> Record set:
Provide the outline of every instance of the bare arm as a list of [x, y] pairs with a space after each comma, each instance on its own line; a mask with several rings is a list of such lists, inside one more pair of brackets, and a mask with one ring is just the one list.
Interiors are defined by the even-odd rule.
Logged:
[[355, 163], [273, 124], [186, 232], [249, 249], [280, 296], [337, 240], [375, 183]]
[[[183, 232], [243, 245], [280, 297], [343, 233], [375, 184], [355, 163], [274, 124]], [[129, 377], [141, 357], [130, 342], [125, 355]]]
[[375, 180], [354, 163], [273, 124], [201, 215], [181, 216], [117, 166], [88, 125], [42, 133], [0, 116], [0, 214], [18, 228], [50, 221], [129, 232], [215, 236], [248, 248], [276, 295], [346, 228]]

> What the task requires: In this exercise, the data above is to be printed exactly.

> Task solution:
Provide the outline of every instance of the bare arm as a list of [x, y] pairs with a space after each comma, each instance on its own line; a mask with several rings is a list of such lists, inside one more pair of brackets, and a mask with one ring is just the one list.
Interiors are defined by the even-odd rule.
Logged:
[[355, 163], [273, 124], [186, 232], [249, 249], [280, 296], [337, 240], [375, 183]]
[[[183, 232], [243, 245], [280, 297], [343, 233], [375, 184], [355, 163], [274, 124]], [[129, 377], [141, 357], [130, 342], [125, 355]]]
[[375, 180], [354, 163], [273, 124], [201, 215], [181, 216], [117, 166], [88, 125], [42, 133], [0, 116], [0, 214], [18, 228], [50, 221], [129, 232], [215, 236], [248, 248], [276, 295], [346, 228]]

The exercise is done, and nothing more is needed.